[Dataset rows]
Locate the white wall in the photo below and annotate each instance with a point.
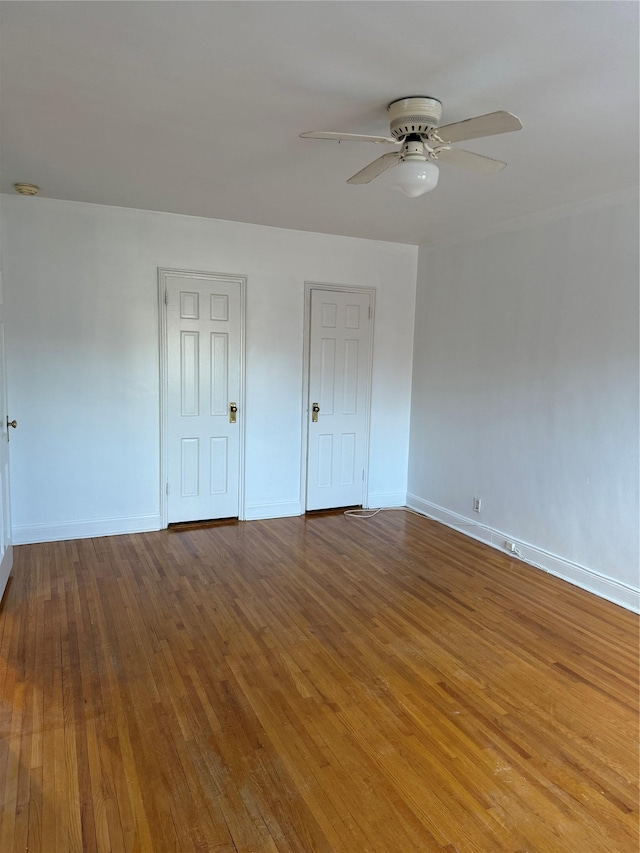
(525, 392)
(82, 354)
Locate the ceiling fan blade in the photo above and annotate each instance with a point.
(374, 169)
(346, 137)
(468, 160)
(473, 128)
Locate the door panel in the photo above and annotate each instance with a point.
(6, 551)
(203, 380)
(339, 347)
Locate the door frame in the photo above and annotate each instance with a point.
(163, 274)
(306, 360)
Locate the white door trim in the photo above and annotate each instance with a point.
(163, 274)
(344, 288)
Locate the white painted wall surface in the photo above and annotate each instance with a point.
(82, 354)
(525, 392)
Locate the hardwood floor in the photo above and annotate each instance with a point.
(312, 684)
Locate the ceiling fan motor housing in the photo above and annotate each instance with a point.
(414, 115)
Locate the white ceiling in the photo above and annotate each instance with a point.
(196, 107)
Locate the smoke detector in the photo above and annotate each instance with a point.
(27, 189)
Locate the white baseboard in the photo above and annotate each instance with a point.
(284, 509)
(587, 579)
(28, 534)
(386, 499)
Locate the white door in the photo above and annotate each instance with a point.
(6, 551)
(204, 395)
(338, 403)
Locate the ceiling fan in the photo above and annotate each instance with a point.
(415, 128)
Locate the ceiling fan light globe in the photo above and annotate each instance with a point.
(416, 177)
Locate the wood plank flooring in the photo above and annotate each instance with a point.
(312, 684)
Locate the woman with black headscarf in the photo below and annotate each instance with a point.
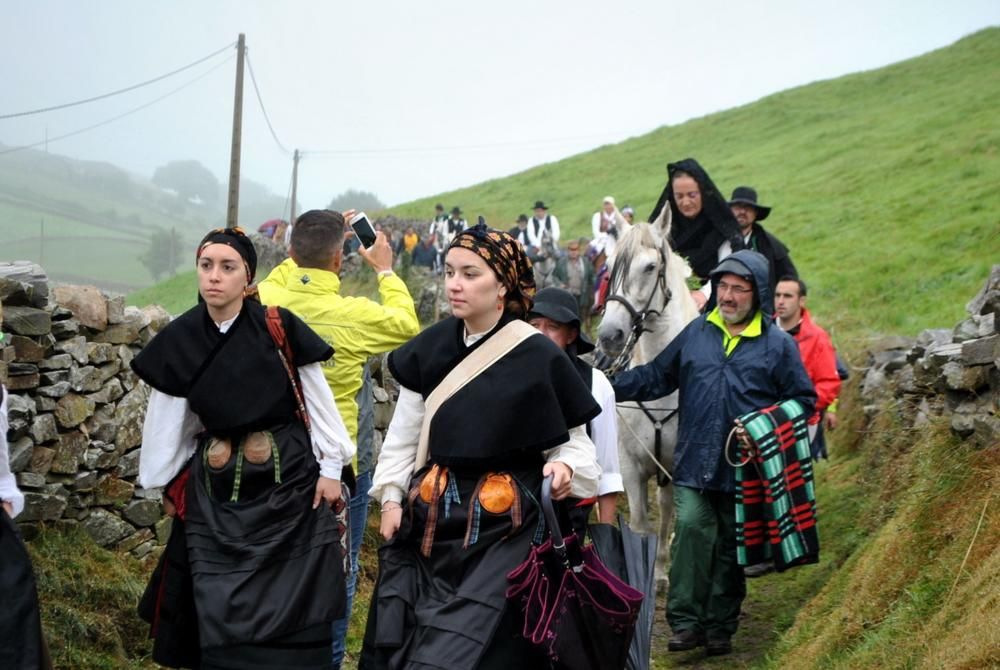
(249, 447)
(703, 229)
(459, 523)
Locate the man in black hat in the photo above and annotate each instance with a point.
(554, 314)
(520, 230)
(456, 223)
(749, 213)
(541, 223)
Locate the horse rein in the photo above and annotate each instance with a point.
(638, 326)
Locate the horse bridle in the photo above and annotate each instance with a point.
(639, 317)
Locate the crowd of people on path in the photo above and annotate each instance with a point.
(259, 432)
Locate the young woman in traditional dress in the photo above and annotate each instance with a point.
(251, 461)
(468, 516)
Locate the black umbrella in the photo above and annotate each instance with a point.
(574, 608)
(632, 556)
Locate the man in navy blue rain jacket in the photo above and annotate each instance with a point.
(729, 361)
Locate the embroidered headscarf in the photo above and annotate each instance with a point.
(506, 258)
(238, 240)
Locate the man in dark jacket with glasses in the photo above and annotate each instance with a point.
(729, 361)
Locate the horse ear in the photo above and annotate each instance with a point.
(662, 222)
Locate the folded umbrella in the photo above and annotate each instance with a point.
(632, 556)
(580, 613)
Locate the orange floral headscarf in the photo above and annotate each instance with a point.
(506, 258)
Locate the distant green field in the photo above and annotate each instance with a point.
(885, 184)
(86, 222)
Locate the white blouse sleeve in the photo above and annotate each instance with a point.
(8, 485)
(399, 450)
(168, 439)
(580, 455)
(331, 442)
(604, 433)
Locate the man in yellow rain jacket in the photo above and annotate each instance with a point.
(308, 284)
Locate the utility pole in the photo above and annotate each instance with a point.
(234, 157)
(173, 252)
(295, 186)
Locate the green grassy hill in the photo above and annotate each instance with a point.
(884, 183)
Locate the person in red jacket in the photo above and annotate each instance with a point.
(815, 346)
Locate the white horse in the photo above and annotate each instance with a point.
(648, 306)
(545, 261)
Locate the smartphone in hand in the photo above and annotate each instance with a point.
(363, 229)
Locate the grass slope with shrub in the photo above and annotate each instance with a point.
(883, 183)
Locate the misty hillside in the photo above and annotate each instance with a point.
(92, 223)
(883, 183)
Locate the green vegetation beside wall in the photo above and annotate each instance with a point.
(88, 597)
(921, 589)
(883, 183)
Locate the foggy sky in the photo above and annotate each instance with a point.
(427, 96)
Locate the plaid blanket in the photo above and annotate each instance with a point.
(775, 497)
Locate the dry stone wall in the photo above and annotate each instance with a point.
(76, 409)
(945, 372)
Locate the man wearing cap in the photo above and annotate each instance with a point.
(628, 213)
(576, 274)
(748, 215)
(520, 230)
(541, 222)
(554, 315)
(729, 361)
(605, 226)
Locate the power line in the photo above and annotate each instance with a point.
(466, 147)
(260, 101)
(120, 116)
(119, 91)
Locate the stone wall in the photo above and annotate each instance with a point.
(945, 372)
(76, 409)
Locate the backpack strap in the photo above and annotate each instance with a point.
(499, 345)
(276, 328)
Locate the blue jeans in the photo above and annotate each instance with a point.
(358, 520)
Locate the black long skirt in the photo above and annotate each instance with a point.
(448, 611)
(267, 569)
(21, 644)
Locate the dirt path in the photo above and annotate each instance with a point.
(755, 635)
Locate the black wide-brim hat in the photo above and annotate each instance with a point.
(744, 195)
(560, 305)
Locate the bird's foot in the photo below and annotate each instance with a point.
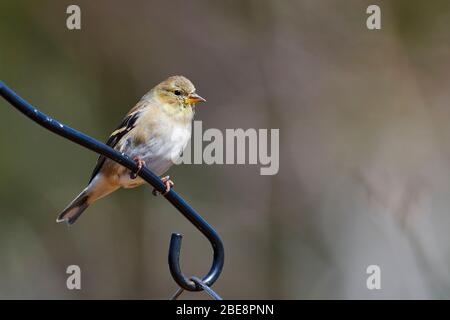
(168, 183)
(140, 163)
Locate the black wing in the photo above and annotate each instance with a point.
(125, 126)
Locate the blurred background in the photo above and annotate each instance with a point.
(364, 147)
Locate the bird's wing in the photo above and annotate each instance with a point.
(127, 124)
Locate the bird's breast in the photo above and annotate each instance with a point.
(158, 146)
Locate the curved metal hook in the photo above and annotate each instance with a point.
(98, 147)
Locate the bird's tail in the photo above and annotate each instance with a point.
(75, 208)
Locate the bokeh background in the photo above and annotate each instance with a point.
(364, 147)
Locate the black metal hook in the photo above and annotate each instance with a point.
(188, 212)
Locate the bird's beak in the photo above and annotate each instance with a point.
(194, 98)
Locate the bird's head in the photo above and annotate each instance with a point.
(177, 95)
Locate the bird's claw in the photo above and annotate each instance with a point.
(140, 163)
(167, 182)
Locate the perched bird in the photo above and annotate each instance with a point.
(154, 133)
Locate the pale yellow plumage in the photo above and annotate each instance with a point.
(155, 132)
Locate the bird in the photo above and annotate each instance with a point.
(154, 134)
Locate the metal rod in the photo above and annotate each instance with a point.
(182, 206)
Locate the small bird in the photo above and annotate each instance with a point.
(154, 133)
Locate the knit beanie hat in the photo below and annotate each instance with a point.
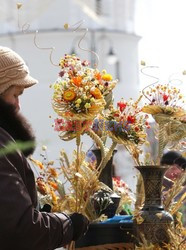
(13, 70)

• **EXERCISE DIRECTIONS**: Write out the lines of the items above as a JSON list of strings, one string per line and no blank lines, covering every item. Leave the pictures out of the list.

• **TASK RESPONSE**:
[
  "Locate the white wall in the photo below and annotate each instance with a point.",
  "(525, 392)",
  "(82, 354)",
  "Locate the ceiling fan blade in the photo above and annotate each instance with a point.",
  "(374, 169)",
  "(346, 137)",
  "(468, 160)",
  "(473, 128)",
  "Locate the door panel in the photo above and annotate each instance with a point.",
  "(6, 551)",
  "(203, 380)",
  "(339, 347)",
  "Locate the door frame in the photo above and annotate each instance with a point.",
  "(163, 274)",
  "(306, 360)",
  "Locate the white door trim in the photo above and annotate each instance with a point.",
  "(163, 274)",
  "(344, 288)",
  "Locate the white painted wall surface in the photo above and annotate each instance with a point.",
  "(82, 354)",
  "(525, 392)",
  "Locate the hardwood floor in the photo above and annotate each instance with a point.",
  "(312, 684)",
  "Locate the ceiling fan motor housing in the photo above and annotate each instance with a point.",
  "(414, 115)",
  "Locate the white ceiling in the photo above and annotate each instance with a point.",
  "(196, 107)",
  "Locate the smoke detector in the photo above and annotate each instance with a point.",
  "(27, 189)",
  "Locate the white baseboard in the photo above and annotate each instance with a point.",
  "(284, 509)",
  "(587, 579)",
  "(28, 534)",
  "(386, 499)",
  "Locate the white door in the photo above and annotate each instance with a point.",
  "(6, 551)",
  "(204, 395)",
  "(338, 403)",
  "Locate the ceiling fan in the photo above and annotate each instance with a point.",
  "(415, 128)",
  "Locate the ceiling fan light globe in the photo above and annotate each instance with a point.",
  "(416, 177)",
  "Locate the wood plank flooring in the photo above and annotate each instance with a point.",
  "(312, 684)",
  "Locate the woman with black headscarf in the photo below and annotate each instance with a point.",
  "(249, 447)",
  "(703, 229)",
  "(459, 523)",
  "Locate the man in black hat in the photo above and annotate each instance with a point.",
  "(554, 314)",
  "(520, 230)",
  "(456, 223)",
  "(749, 213)",
  "(541, 223)",
  "Locate the horse rein in the photo above and annotate each instance with a point.",
  "(638, 326)",
  "Locate the horse bridle in the photo above and annotate each instance with a point.",
  "(639, 317)",
  "Locate the crowd of people on path in the photo above and annotate each instance with a point.",
  "(259, 432)",
  "Locate the young woman in traditional dress in the photo above and annotate each instance with a point.",
  "(251, 461)",
  "(468, 516)",
  "Locate the black umbrella in the photo above and annotate each instance with a point.",
  "(574, 608)",
  "(632, 556)",
  "Locate the man in navy blue rain jacket in the photo above and annotate each instance with a point.",
  "(729, 361)",
  "Locate the embroidered headscarf in the photo above and annotate each instance with a point.",
  "(506, 258)",
  "(238, 240)",
  "Locate the man in dark jacket with glasses in the photo above and annotate each instance with a point.",
  "(729, 361)",
  "Locate the horse ear in the photo above and annotate each instance with a point.",
  "(662, 222)",
  "Locate the folded umbrella in the photo above and annotate each instance with a point.",
  "(632, 556)",
  "(580, 613)",
  "Locate the orange floral headscarf in the photo above and annotate each instance with a point.",
  "(506, 258)",
  "Locate the distant green field in the photo above and annotate each instance with a point.",
  "(885, 184)",
  "(86, 222)",
  "Locate the white blouse sleeve in the photo above and annotate each instance with a point.",
  "(8, 485)",
  "(399, 450)",
  "(168, 439)",
  "(580, 455)",
  "(331, 442)",
  "(604, 433)",
  "Locate the man in yellow rain jacket in the photo above and annotate each instance with a point.",
  "(308, 284)",
  "Locate the utility pole in the photo above and annotate each instance with a point.",
  "(234, 157)",
  "(173, 252)",
  "(295, 186)",
  "Locate the green grassy hill in the photo above and annotate each instance with a point.",
  "(884, 183)",
  "Locate the person in red jacket in the photo above and annotate each instance with a point.",
  "(815, 346)",
  "Locate the white horse in the photo above and annotate each instance with a point.",
  "(648, 306)",
  "(545, 261)",
  "Locate the smartphone in hand in the photo above and annotate each instance with a point.",
  "(363, 229)",
  "Locate the grass slope with shrub in the photo above and annotate each instance with a point.",
  "(883, 183)",
  "Locate the misty hillside in the photo above and annotate each instance with a point.",
  "(92, 223)",
  "(883, 183)",
  "Locate the green vegetation beside wall in the photo above and annotate each instance with a point.",
  "(88, 597)",
  "(921, 589)",
  "(883, 183)",
  "Locate the foggy sky in the photo above and annotate each instance with a point.",
  "(427, 96)",
  "Locate the plaid blanket in the photo above and annotate each instance with a point.",
  "(775, 497)",
  "Locate the dry stone wall in the photo above and annotate each instance with a point.",
  "(76, 409)",
  "(945, 372)",
  "Locate the man wearing cap in the photo above and annotate each instance with a point.",
  "(628, 213)",
  "(576, 274)",
  "(748, 215)",
  "(520, 230)",
  "(541, 222)",
  "(554, 315)",
  "(729, 361)",
  "(605, 226)",
  "Locate the power line in the photo above and annotate each instance with a point.",
  "(466, 147)",
  "(260, 101)",
  "(120, 116)",
  "(119, 91)",
  "Locate the stone wall in the photo above and annotate each instance with a point.",
  "(945, 372)",
  "(76, 409)",
  "Locate the backpack strap in the photo above and annotate each instance with a point.",
  "(499, 345)",
  "(276, 328)",
  "Locate the blue jeans in the photo above and annotate each instance with a point.",
  "(358, 520)",
  "Locate the black long skirt in the photo above and annotate each instance with a point.",
  "(448, 611)",
  "(267, 569)",
  "(21, 644)",
  "Locate the dirt path in the photo above and annotate each instance with a point.",
  "(755, 635)",
  "Locate the black wide-brim hat in the photo above and annotate each instance with a point.",
  "(744, 195)",
  "(560, 305)",
  "Locate the bird's foot in the photo below and annotate each instance with a point.",
  "(168, 183)",
  "(140, 163)",
  "Locate the black wing in the photo above and annotate each instance with a point.",
  "(125, 126)",
  "Locate the blurred background in the photo above and annotate each instance with a point.",
  "(364, 147)",
  "Locate the bird's wing in the photo above and annotate each instance with a point.",
  "(127, 124)",
  "Locate the bird's breast in the photo above and annotate each instance with a point.",
  "(158, 146)",
  "Locate the curved metal hook in the photo above and annotate each instance with a point.",
  "(98, 147)",
  "Locate the bird's tail in the photo above and annotate each instance with a point.",
  "(75, 208)",
  "Locate the bokeh background in the photo above and annotate each instance with a point.",
  "(364, 147)",
  "Locate the black metal hook in the photo above and annotate each instance with a point.",
  "(188, 212)",
  "Locate the bird's beak in the photo above and annotate each instance with a point.",
  "(194, 98)",
  "Locate the bird's head in the photo above and annotate each instance with a point.",
  "(177, 95)",
  "Locate the bird's claw in the photo above and annotate each instance with a point.",
  "(140, 163)",
  "(167, 182)",
  "Locate the perched bird in the photo above and annotate each instance with a point.",
  "(154, 133)",
  "Locate the pale yellow plumage in the photo above and annotate each instance with a point.",
  "(155, 132)",
  "Locate the bird in the photo above and annotate each instance with a point.",
  "(154, 134)",
  "Locate the metal rod in the photo above and annotate each instance with a point.",
  "(182, 206)",
  "Locate the small bird in the photo above and annotate each instance with a point.",
  "(154, 133)",
  "Locate the knit beanie hat in the photo below and annotate each instance with a point.",
  "(13, 70)"
]